Print, please, the line that contains "the stone cottage." and each line after it to the end of the entries, unchanged and with nothing else.
[Start Materials provided]
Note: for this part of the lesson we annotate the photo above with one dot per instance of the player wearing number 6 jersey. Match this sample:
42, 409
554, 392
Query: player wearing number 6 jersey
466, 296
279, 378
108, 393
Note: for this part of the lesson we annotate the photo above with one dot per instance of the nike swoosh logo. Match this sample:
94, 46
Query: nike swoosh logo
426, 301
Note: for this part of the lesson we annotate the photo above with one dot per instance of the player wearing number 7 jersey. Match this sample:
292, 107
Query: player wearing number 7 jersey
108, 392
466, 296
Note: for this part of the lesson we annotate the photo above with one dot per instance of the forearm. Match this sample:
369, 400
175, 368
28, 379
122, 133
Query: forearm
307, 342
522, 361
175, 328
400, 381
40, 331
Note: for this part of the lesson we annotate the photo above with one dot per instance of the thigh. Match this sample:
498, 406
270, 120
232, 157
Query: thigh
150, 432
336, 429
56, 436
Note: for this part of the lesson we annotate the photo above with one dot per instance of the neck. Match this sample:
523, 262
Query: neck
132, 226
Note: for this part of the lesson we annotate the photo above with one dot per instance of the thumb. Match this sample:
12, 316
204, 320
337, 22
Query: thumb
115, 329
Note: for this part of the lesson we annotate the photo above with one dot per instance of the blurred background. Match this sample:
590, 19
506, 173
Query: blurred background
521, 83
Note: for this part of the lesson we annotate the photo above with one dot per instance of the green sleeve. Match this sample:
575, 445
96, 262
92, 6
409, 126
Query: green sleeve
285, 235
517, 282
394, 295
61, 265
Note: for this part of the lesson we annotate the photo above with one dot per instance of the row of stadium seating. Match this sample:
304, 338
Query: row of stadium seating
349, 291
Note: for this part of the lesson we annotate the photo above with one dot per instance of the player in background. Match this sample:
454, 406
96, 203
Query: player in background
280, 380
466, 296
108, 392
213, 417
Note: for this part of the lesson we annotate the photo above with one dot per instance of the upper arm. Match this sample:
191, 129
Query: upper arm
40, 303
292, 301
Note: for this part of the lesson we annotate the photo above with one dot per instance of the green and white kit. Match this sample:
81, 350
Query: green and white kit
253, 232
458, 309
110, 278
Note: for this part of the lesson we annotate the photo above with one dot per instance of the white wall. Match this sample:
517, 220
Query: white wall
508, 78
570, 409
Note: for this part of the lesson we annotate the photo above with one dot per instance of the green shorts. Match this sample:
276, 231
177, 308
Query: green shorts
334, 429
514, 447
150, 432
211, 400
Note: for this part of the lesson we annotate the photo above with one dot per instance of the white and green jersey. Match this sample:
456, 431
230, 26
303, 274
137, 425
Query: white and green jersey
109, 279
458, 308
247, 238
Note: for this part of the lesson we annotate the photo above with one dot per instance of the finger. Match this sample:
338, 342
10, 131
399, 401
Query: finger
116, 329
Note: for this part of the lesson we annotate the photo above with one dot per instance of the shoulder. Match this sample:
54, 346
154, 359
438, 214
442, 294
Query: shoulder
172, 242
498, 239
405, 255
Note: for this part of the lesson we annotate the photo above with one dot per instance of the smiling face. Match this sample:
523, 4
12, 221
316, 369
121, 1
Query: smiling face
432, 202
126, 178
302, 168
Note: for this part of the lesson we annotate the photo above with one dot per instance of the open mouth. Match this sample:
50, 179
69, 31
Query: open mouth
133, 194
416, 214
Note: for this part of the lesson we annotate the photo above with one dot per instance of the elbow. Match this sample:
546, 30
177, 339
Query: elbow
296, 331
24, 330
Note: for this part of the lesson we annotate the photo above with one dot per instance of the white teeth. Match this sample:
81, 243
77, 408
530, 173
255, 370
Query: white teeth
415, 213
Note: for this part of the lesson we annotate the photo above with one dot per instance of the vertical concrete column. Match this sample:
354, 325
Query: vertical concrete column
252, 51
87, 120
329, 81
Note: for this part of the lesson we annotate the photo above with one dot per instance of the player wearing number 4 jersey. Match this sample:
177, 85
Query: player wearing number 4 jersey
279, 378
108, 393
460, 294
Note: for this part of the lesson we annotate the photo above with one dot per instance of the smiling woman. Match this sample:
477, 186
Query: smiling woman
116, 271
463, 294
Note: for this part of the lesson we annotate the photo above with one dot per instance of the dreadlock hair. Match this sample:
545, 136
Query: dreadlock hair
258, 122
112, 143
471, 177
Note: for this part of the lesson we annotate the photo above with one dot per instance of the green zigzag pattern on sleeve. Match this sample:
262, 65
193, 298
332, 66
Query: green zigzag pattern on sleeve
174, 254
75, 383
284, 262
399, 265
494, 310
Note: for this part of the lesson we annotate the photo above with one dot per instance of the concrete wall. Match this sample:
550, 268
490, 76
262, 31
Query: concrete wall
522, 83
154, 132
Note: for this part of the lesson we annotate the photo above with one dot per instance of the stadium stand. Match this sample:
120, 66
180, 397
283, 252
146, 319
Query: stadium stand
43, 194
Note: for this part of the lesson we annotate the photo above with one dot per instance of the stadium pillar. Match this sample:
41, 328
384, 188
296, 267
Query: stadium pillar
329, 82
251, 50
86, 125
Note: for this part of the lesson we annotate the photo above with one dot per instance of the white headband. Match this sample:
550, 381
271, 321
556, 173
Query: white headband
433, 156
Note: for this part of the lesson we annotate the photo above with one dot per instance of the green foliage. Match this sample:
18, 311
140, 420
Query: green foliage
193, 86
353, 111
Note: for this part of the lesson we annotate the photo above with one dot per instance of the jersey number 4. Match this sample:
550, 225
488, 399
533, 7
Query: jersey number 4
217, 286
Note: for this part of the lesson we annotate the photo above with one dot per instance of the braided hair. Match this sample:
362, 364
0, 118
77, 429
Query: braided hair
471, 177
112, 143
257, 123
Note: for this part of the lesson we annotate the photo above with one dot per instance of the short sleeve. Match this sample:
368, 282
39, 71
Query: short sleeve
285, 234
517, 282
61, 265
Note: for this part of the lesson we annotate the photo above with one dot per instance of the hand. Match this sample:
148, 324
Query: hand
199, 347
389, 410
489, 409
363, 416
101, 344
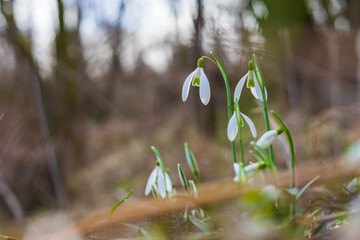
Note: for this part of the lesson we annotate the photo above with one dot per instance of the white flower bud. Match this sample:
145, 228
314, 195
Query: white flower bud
267, 138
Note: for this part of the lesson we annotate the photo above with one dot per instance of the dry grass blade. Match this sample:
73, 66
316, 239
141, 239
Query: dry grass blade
210, 193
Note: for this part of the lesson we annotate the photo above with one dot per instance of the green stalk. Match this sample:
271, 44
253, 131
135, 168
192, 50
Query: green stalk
260, 79
266, 157
292, 159
238, 120
291, 146
226, 80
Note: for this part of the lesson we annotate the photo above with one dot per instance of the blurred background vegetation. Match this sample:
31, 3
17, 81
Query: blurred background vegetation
86, 88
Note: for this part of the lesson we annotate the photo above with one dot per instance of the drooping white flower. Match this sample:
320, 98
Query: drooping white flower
161, 181
268, 138
232, 129
252, 83
197, 78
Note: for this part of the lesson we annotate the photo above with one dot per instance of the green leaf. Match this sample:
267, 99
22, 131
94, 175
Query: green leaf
190, 158
141, 231
305, 187
182, 178
119, 203
200, 224
292, 191
220, 65
159, 158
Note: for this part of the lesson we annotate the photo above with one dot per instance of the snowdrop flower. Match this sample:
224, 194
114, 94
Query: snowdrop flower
240, 172
233, 126
268, 138
160, 180
251, 82
198, 78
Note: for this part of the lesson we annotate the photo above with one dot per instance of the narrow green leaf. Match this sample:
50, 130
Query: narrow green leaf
257, 156
119, 203
182, 178
159, 158
141, 231
305, 187
190, 158
220, 65
200, 224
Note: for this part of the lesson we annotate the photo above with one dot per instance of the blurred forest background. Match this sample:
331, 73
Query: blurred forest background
86, 88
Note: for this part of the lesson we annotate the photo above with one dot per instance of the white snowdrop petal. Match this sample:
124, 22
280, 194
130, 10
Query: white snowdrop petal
186, 86
161, 184
151, 180
250, 124
239, 87
169, 187
253, 91
257, 89
267, 139
236, 169
232, 128
205, 92
236, 179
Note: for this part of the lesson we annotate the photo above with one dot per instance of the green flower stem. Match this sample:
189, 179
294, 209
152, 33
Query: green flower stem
219, 64
266, 157
292, 159
291, 146
238, 120
266, 114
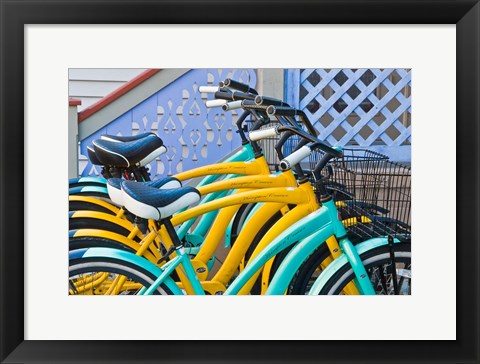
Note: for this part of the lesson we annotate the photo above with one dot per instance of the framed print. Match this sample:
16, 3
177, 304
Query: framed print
42, 41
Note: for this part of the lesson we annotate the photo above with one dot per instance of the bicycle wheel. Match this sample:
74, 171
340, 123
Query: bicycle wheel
101, 275
239, 220
378, 264
308, 272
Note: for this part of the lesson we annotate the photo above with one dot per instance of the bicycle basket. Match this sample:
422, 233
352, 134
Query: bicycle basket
373, 195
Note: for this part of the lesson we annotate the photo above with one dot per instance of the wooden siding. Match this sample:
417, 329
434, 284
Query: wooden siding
91, 84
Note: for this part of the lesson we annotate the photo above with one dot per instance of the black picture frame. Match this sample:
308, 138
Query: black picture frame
16, 14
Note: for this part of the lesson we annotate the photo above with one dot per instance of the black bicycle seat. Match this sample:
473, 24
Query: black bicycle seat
125, 154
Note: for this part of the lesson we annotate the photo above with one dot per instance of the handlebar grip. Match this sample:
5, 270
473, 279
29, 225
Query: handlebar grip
262, 134
224, 95
209, 89
235, 85
295, 158
264, 100
233, 96
282, 110
215, 103
232, 105
251, 105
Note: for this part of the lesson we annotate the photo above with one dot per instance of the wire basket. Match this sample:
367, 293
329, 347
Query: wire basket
373, 194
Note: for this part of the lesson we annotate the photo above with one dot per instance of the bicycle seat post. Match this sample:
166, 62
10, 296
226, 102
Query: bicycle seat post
171, 231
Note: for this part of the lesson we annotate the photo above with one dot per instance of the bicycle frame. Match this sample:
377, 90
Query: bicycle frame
308, 234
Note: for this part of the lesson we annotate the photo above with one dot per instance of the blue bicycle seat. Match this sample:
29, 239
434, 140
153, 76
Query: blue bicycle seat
152, 203
114, 187
121, 138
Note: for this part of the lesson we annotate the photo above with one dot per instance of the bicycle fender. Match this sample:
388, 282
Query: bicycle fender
294, 259
89, 179
337, 263
126, 257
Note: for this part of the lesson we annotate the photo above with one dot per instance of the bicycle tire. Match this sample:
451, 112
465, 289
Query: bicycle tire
96, 265
373, 259
304, 276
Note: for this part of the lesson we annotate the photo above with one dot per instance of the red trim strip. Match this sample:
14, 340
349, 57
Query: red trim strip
122, 90
74, 102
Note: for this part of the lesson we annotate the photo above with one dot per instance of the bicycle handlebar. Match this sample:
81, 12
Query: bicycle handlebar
256, 135
264, 100
295, 158
235, 85
251, 105
232, 105
215, 103
209, 89
233, 96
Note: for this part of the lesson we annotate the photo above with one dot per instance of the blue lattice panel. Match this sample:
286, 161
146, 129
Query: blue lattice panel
368, 108
194, 135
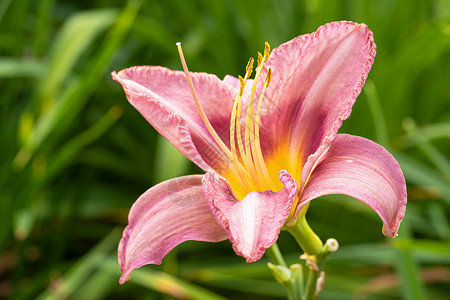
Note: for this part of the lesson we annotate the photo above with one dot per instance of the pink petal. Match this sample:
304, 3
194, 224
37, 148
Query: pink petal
166, 215
163, 97
315, 81
364, 170
253, 223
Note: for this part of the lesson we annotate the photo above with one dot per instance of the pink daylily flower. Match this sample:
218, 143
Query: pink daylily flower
267, 149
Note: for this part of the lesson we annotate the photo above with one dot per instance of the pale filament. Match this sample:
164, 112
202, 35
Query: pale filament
253, 174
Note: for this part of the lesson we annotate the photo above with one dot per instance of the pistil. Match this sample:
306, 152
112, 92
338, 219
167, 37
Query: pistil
247, 165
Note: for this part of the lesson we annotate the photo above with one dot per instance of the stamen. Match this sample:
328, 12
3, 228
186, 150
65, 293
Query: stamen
199, 106
249, 68
256, 149
249, 120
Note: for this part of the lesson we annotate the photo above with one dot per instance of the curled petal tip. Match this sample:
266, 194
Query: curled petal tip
388, 232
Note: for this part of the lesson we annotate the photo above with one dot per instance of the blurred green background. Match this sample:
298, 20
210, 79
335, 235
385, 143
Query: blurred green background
75, 155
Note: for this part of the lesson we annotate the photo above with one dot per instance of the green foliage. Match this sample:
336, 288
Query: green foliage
74, 154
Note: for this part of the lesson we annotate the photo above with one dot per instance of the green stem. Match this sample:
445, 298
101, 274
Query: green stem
275, 255
311, 284
305, 237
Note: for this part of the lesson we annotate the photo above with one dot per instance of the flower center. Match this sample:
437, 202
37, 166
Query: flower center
247, 171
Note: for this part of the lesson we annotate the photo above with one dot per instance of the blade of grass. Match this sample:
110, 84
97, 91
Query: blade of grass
84, 267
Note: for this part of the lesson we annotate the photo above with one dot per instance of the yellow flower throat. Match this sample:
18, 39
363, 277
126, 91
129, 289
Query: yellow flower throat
247, 170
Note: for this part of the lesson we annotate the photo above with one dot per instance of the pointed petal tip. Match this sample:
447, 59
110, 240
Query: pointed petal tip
389, 232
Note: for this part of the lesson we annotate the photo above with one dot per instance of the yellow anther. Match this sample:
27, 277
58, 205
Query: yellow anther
242, 82
249, 68
266, 51
260, 58
268, 77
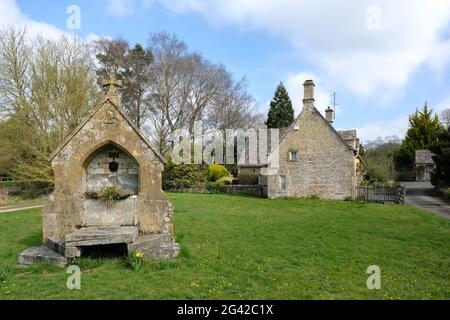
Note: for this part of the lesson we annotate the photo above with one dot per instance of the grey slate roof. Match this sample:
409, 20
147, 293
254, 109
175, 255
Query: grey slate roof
424, 157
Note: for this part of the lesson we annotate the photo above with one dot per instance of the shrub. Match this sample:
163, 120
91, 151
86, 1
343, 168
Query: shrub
247, 179
216, 172
134, 260
184, 176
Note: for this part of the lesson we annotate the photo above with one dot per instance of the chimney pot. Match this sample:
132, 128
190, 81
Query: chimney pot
329, 113
308, 101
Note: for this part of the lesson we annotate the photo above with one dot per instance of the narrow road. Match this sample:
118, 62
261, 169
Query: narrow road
419, 194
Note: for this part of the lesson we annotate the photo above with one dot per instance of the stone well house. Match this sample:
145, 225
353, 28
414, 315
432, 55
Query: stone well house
314, 158
106, 150
424, 165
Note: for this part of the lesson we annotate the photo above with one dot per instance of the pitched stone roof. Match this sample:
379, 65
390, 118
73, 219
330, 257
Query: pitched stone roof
348, 135
114, 101
424, 157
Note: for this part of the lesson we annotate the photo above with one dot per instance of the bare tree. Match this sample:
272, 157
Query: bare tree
48, 87
15, 75
445, 118
234, 108
190, 88
133, 67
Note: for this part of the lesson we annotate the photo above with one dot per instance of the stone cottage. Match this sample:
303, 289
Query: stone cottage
314, 158
106, 150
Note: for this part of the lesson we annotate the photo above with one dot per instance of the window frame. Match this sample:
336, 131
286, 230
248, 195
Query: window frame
280, 182
291, 152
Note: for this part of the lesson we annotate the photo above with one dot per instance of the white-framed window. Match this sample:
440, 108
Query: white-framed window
282, 182
293, 156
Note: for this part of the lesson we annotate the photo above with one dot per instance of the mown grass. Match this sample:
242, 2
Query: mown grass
238, 247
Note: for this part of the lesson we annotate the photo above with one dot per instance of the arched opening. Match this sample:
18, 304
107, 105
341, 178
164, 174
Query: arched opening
110, 165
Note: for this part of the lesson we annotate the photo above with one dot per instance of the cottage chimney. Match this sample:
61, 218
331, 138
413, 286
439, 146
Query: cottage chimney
308, 101
329, 114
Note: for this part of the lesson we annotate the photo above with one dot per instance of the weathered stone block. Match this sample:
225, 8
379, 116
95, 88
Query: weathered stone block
40, 254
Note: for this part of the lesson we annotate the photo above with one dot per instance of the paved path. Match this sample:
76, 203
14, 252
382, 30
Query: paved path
419, 194
19, 208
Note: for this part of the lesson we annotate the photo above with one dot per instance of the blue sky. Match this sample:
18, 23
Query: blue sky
383, 59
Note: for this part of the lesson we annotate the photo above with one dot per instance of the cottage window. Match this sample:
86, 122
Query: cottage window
282, 182
293, 156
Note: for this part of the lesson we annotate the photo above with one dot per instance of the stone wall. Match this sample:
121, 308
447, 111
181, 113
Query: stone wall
99, 174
[End Materials provided]
Answer below:
Note: for this part of the lesson we annotate the photo above with one dot per instance of the stone cottage. Match this sample:
303, 289
Query: stone cottage
314, 158
106, 150
Note: for this part of the lesson we annotate the photo above with one dot per instance of the window frame. Match this sample:
336, 131
286, 230
248, 195
Query: window frame
280, 182
291, 152
Note: for this part of the lesson we annotate the photo above with one dot per instance of the white-framed window. Match this sample:
440, 108
Query: white-framed window
282, 182
293, 156
Note: for this part of the lesson we annotate the photo above with one dot per instance of the mown grass. Match this sample:
242, 2
Query: mown grass
238, 247
Note: for this part of the lesson we annotate the photo above with one dot per instance of the arched opening. Match this sample:
18, 304
107, 105
341, 178
164, 174
Query: arched opening
110, 165
Note: for this part of the lesson we annotate the photo above with one dot per instance of the cottage chimney. Match this sample:
61, 218
331, 138
413, 286
439, 146
Query: cottage chimney
308, 101
329, 114
Note: for this part of the lesson we annotate the photo above with one dot per instance of the weathered stone block. Match this sample:
225, 8
379, 116
95, 88
Query: weathered stone block
40, 254
Note: for this part of the lesson we annotate the photo above with one dot per instance of the paved path. Match this sample:
76, 203
14, 252
382, 30
Query: paved path
419, 194
19, 208
Note: for this part of the lesson we annotate the photo above with one dot per instance of the blue sky. Match this sample:
18, 23
Query: blue sky
383, 59
Note: for this part of the lesson we annotate the photo above with one dot per instance of the cottage window. Match this sample:
86, 122
Query: cottage window
282, 182
293, 156
Note: for this part of the lesson we annotate the photo above with one dot per instance of the stone wall. Match this sample:
121, 308
447, 111
181, 113
Query: stone wall
99, 174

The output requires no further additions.